生きかた上手
「生きかた上手」日野原重明著
Ⅱ 長生きはするもの
年齢は勝ち負けではありません。謙虚に、そして存分に味わえばよいのです。
がんに怯える知人への、医師らしからぬ助言
もう20年も前になります。
吹雪の舞う石狩川の河岸に立って、私は知人を勇気づけることばを探していました。
「なにか新しいこと、そうですね、絵でも描いてみたらどうです?」
唐突な提案に、彼は、「絵なんてとんでもない」と声を上げました。
「いや、きっと絵の先生と相性がわるかっただけなのですよ」と、なおも説得を続ける私、彼は「そう言えば...」と記憶をたどっているようでした。
が、実のところ、並んで立つ彼は、私の目にも不器用そうにしか見えませんでした。
若いころから実業家としての才があった知人は、当時、私より若い60代半ば。
まだまだ大きな仕事に挑戦するつもりが、3度のがんに見舞われてからというもの、仕事が手につかない。
がんの再発ばかりが気になって、私が勧めるわけでもないのに、忙しい仕事のなかに時間をやりくりして聖路加国際病院で繰り返し人間ドックを受けていました。

• 提供情報:
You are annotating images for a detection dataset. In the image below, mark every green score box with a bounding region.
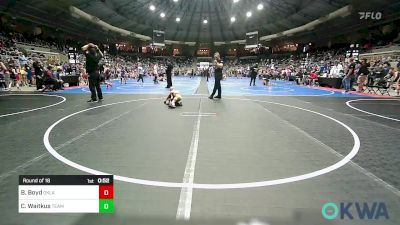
[99,199,114,213]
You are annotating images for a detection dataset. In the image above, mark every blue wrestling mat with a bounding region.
[57,77,201,95]
[57,77,364,97]
[208,77,363,97]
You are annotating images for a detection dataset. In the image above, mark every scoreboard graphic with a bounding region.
[18,175,114,213]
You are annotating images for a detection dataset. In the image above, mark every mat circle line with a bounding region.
[43,97,360,189]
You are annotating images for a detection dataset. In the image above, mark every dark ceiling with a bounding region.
[70,0,349,42]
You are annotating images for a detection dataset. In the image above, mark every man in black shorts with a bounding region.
[209,52,224,99]
[82,43,103,102]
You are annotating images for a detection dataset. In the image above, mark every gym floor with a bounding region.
[0,78,400,225]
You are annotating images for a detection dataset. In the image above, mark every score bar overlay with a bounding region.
[18,175,114,213]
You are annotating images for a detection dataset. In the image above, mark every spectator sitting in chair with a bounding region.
[43,66,61,91]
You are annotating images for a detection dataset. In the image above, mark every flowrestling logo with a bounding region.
[321,202,389,220]
[358,12,382,20]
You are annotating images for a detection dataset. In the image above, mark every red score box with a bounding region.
[99,185,114,199]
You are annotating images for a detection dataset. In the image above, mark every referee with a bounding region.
[82,43,103,102]
[209,52,224,99]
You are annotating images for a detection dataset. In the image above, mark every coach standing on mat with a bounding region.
[82,43,103,102]
[165,63,174,88]
[209,52,224,99]
[250,63,258,86]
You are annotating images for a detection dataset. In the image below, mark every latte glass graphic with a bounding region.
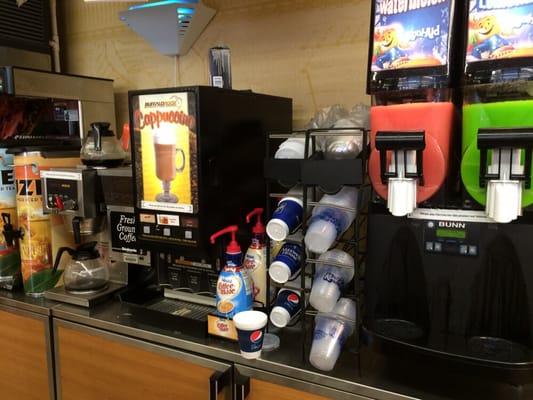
[153,127,185,203]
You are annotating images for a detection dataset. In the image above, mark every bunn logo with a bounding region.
[439,221,466,229]
[17,179,43,196]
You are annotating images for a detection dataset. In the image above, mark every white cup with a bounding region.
[233,311,268,360]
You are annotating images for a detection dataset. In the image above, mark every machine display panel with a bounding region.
[132,92,198,214]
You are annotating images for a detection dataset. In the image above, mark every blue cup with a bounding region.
[266,197,304,242]
[270,289,302,328]
[268,243,304,283]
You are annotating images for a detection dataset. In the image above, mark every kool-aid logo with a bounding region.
[250,331,263,343]
[287,293,300,304]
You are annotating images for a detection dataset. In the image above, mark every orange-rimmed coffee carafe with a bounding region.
[80,122,126,167]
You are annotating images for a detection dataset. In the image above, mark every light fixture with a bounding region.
[119,0,216,56]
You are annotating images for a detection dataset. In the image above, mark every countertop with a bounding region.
[0,292,523,400]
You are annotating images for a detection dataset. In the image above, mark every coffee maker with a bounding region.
[129,86,292,296]
[41,167,127,307]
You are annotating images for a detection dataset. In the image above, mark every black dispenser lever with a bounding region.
[376,131,426,186]
[477,127,533,189]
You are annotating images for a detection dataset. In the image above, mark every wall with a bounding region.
[59,0,370,127]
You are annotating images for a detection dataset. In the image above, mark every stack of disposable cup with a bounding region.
[274,137,311,159]
[309,298,356,371]
[309,249,355,312]
[304,186,358,254]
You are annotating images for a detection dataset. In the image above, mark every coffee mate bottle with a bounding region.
[211,225,253,318]
[243,208,266,305]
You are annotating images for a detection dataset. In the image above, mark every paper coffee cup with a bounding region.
[233,311,268,359]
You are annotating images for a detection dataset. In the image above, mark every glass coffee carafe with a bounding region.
[80,122,126,167]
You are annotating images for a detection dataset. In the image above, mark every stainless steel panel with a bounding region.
[235,364,376,400]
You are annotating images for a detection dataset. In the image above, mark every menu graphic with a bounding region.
[466,0,533,63]
[371,0,452,72]
[134,92,198,214]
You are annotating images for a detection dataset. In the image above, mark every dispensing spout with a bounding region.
[246,208,266,234]
[210,225,241,253]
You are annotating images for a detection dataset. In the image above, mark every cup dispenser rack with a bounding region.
[264,128,371,367]
[477,128,533,223]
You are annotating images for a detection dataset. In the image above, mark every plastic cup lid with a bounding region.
[263,333,280,351]
[305,220,337,254]
[270,306,291,328]
[266,218,290,242]
[268,261,291,283]
[233,311,268,331]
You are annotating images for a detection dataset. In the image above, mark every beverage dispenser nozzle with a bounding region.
[2,213,24,247]
[477,128,533,223]
[376,131,426,217]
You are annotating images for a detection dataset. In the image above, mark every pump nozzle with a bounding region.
[246,208,265,235]
[211,225,241,253]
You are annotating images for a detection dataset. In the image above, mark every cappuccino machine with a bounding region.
[122,86,292,335]
[365,0,533,399]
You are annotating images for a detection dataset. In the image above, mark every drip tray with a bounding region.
[146,299,213,321]
[119,287,216,338]
[373,318,424,342]
[468,336,533,363]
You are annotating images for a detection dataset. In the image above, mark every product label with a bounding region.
[216,267,251,318]
[466,0,533,63]
[0,149,20,277]
[274,243,303,276]
[275,289,302,318]
[132,92,198,214]
[109,211,137,253]
[371,0,452,72]
[237,329,264,353]
[15,164,62,293]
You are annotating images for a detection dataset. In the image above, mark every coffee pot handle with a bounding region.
[52,247,75,273]
[176,149,185,173]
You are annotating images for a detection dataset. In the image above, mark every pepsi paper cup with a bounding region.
[233,311,268,359]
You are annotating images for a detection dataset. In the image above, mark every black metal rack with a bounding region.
[264,128,370,363]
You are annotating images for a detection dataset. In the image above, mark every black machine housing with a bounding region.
[129,86,292,291]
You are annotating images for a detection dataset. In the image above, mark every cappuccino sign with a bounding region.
[132,92,198,214]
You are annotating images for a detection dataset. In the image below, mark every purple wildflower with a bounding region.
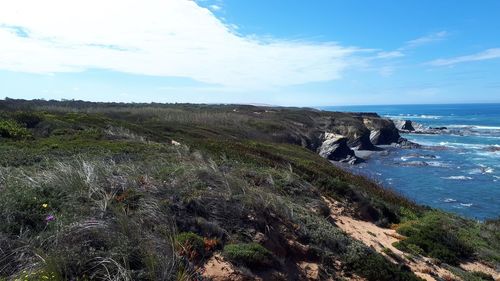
[45,215,56,223]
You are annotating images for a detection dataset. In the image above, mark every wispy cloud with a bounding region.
[428,48,500,66]
[0,0,358,89]
[376,51,405,59]
[403,31,449,49]
[209,4,222,12]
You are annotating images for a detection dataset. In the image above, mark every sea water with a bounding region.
[320,104,500,220]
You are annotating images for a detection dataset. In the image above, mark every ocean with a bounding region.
[320,104,500,220]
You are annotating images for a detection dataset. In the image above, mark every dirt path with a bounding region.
[323,197,500,281]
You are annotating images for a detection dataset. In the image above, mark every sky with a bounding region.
[0,0,500,106]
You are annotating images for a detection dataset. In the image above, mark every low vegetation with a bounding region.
[0,100,500,280]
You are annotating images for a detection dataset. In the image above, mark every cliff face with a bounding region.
[292,112,405,163]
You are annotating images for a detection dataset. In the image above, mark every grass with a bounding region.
[0,100,500,280]
[222,243,274,267]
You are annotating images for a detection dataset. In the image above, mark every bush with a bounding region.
[395,212,473,265]
[0,120,31,139]
[471,271,495,281]
[175,232,205,260]
[222,243,274,267]
[343,243,421,281]
[14,112,42,128]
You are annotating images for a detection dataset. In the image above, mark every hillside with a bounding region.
[0,99,500,281]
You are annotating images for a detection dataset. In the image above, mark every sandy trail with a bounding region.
[323,197,500,281]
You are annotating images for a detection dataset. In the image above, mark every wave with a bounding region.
[441,176,472,180]
[384,114,444,120]
[446,124,500,131]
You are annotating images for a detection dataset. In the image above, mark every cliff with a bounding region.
[0,100,500,281]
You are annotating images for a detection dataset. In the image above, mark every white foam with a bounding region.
[446,125,500,131]
[441,176,472,180]
[384,114,444,120]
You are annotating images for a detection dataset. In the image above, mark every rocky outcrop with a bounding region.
[363,116,401,145]
[318,132,360,164]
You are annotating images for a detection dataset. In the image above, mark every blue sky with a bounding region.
[0,0,500,106]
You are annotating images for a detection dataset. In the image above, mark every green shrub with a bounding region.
[343,243,421,281]
[395,212,473,265]
[175,232,205,260]
[471,271,495,281]
[0,120,31,139]
[222,243,274,267]
[14,112,42,128]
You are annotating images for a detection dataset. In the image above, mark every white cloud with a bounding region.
[376,51,405,59]
[0,0,357,89]
[209,4,222,12]
[429,48,500,66]
[404,31,449,48]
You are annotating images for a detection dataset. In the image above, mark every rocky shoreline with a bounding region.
[316,113,420,165]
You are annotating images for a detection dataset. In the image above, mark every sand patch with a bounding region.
[323,197,461,281]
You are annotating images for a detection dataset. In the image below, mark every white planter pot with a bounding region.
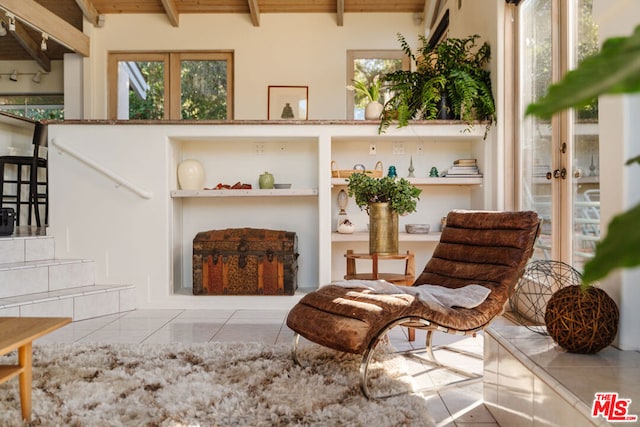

• 依頼内容 A: 本文抜粋で、石狩川の河岸での会話として「」に入っている発言をすべて抜き出してください。
• 依頼内容 B: 本文抜粋によると、知人が人間ドックを繰り返し受けていた病院はどこですか。
記録は本文抜粋の内容とは関係ありません。

• 結果 A:
・「なにか新しいこと、そうですね、絵でも描いてみたらどうです?」
・「絵なんてとんでもない」
・「いや、きっと絵の先生と相性がわるかっただけなのですよ」
・「そう言えば...」

• 結果 B: 聖路加国際病院です。